◆ Exercise goal ◆
When you copy the entries, keep every word exactly as it is and drop the images.
─── Given information ───
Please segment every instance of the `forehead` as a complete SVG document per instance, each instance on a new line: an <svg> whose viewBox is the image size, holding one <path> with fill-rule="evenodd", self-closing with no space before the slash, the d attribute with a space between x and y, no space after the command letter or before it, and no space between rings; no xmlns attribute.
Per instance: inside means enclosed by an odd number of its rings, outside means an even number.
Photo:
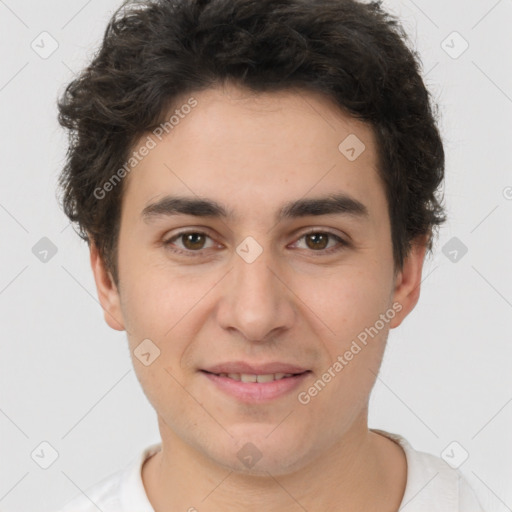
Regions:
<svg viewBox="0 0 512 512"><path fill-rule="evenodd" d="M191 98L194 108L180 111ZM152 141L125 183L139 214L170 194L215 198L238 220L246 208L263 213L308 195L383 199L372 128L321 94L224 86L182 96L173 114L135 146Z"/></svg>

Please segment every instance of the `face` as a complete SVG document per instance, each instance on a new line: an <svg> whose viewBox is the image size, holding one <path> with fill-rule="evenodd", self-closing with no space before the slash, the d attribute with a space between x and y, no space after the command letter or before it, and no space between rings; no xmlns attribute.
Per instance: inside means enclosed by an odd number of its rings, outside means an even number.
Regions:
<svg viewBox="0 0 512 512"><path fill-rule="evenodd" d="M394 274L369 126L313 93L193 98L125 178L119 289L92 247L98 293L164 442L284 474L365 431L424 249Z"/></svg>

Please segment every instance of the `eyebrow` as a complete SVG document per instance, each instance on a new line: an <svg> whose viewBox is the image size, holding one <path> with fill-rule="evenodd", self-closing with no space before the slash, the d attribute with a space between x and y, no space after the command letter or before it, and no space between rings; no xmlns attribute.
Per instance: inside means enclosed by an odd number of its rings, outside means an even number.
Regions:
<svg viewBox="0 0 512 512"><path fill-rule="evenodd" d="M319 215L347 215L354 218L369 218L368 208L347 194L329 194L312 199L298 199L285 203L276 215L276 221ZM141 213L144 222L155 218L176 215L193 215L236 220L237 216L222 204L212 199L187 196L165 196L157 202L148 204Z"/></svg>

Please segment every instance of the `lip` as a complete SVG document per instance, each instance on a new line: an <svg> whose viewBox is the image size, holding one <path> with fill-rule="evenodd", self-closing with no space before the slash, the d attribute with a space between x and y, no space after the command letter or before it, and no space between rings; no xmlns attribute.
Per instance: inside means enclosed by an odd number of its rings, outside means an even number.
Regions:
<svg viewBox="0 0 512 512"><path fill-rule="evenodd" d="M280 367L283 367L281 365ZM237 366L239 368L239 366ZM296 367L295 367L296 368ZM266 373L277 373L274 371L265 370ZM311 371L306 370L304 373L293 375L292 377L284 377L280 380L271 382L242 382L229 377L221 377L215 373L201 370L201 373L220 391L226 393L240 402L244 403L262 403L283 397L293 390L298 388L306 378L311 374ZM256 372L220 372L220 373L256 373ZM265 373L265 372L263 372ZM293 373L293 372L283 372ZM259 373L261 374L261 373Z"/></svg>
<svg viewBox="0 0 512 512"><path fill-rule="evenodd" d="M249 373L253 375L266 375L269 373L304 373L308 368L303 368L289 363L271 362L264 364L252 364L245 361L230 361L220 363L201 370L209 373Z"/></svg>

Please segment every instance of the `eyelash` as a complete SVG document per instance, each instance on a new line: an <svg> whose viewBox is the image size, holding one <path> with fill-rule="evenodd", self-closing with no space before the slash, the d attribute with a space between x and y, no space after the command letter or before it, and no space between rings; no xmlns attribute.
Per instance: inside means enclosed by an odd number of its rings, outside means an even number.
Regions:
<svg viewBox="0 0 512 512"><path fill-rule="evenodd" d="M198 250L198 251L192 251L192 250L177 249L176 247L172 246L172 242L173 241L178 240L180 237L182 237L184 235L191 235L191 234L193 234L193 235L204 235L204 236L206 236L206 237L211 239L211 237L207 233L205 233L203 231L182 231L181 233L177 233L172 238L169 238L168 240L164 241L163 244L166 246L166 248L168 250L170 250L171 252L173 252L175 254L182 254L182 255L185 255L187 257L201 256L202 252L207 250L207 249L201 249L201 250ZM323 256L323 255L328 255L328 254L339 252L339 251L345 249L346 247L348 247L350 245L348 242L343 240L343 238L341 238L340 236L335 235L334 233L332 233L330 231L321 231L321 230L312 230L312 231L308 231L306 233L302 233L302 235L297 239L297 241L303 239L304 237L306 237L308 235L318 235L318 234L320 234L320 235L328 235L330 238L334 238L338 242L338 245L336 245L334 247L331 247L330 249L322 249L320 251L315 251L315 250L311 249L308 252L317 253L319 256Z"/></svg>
───
◆ Written reply ◆
Please segment every instance of the `forehead` as a complete SVG document per instance, each instance on a new line: an <svg> whose viewBox is the image size, holding one <path> with fill-rule="evenodd", self-closing with no space before the slash, the d attribute with a space between x and y, no space after the command letter or before it, and no space between rings; no xmlns attribute.
Per instance: inside means enclosed by an odd number of its rings, outside means an even number.
Photo:
Regions:
<svg viewBox="0 0 512 512"><path fill-rule="evenodd" d="M191 98L194 108L180 111ZM152 141L125 183L139 214L170 194L215 198L238 220L246 208L263 213L308 195L383 199L372 128L321 94L224 86L182 96L173 114L135 146Z"/></svg>

Please segment every instance of the `face` as a complete SVG document per instance, each instance on a new line: an <svg> whose viewBox is the image size, holding one <path> with fill-rule="evenodd", self-closing with no space before the slash, the d attribute with a space between x and y, no space after the command letter or before it, and no space between rings; no xmlns attribute.
Per instance: inside means enclosed by an odd number of its rings, outside means an even number.
Regions:
<svg viewBox="0 0 512 512"><path fill-rule="evenodd" d="M394 274L369 126L313 93L193 98L125 178L119 289L92 247L98 293L164 442L284 474L365 431L424 249Z"/></svg>

Please segment every instance of the `eyebrow` as a complete SVG document per instance, each instance on a new line: an <svg> whose viewBox is the image size, holding one <path> with fill-rule="evenodd", self-closing with no space before the slash, the d attribute with a space between x and y, no space after the command letter or before it, and no space between rings; no xmlns attribute.
Per instance: inside means enclosed by an odd number of its rings, outside means an even number.
Regions:
<svg viewBox="0 0 512 512"><path fill-rule="evenodd" d="M319 215L347 215L354 218L369 218L368 208L347 194L329 194L312 199L298 199L285 203L276 215L276 221ZM141 213L144 222L155 218L176 215L193 215L236 220L237 216L222 204L212 199L187 196L165 196L157 202L148 204Z"/></svg>

Please segment every instance of the `lip` as a complete SVG document per instance, each instance on a new line: an <svg> whose viewBox is the image size, holding one <path> with fill-rule="evenodd", self-closing with no space before the slash, the d attribute with a space between x and y, no space after the command letter or before it, and no space between rings; no xmlns attribute.
Per instance: inside means enclosed by an odd number of its rings, outside means an even number.
Regions:
<svg viewBox="0 0 512 512"><path fill-rule="evenodd" d="M280 367L283 367L281 365ZM237 366L239 368L239 366ZM296 367L295 367L296 368ZM266 373L277 373L274 371L265 370ZM311 371L306 370L304 373L293 375L292 377L284 377L280 380L271 382L242 382L229 377L221 377L215 373L201 370L201 373L220 391L226 393L240 402L244 403L262 403L283 397L293 390L298 388L306 378L311 374ZM256 372L220 372L220 373L256 373ZM265 373L265 372L263 372ZM293 373L293 372L283 372ZM259 373L261 374L261 373Z"/></svg>
<svg viewBox="0 0 512 512"><path fill-rule="evenodd" d="M249 373L253 375L266 375L269 373L304 373L308 368L303 368L289 363L271 362L264 364L252 364L245 361L230 361L220 363L201 370L209 373Z"/></svg>

Please segment every instance of the `eyelash` as a complete SVG document per instance, each instance on a new line: an <svg> whose viewBox is the image size, holding one <path> with fill-rule="evenodd", self-closing with no space before the slash, the d attribute with a space between x and y, no space after the command letter or before it, and no space between rings; no xmlns attribute.
Per instance: inside means enclosed by an odd number of its rings, outside means an even number.
Regions:
<svg viewBox="0 0 512 512"><path fill-rule="evenodd" d="M198 250L198 251L192 251L192 250L177 249L176 247L172 246L172 242L173 241L178 240L180 237L182 237L184 235L191 235L191 234L193 234L193 235L204 235L204 236L206 236L206 237L211 239L211 237L207 233L205 233L203 231L182 231L181 233L177 233L172 238L169 238L168 240L164 241L163 244L166 246L166 248L168 250L170 250L171 252L173 252L175 254L182 254L182 255L185 255L187 257L201 256L202 252L207 250L207 249L201 249L201 250ZM323 256L323 255L328 255L328 254L339 252L339 251L345 249L346 247L348 247L350 245L348 242L343 240L343 238L341 238L340 236L335 235L334 233L332 233L330 231L321 231L321 230L312 230L312 231L308 231L306 233L302 233L302 235L297 239L297 241L303 239L304 237L306 237L308 235L318 235L318 234L320 234L320 235L328 235L330 238L334 238L338 242L338 245L336 245L334 247L331 247L330 249L322 249L320 251L315 251L315 250L311 249L308 252L317 253L319 256Z"/></svg>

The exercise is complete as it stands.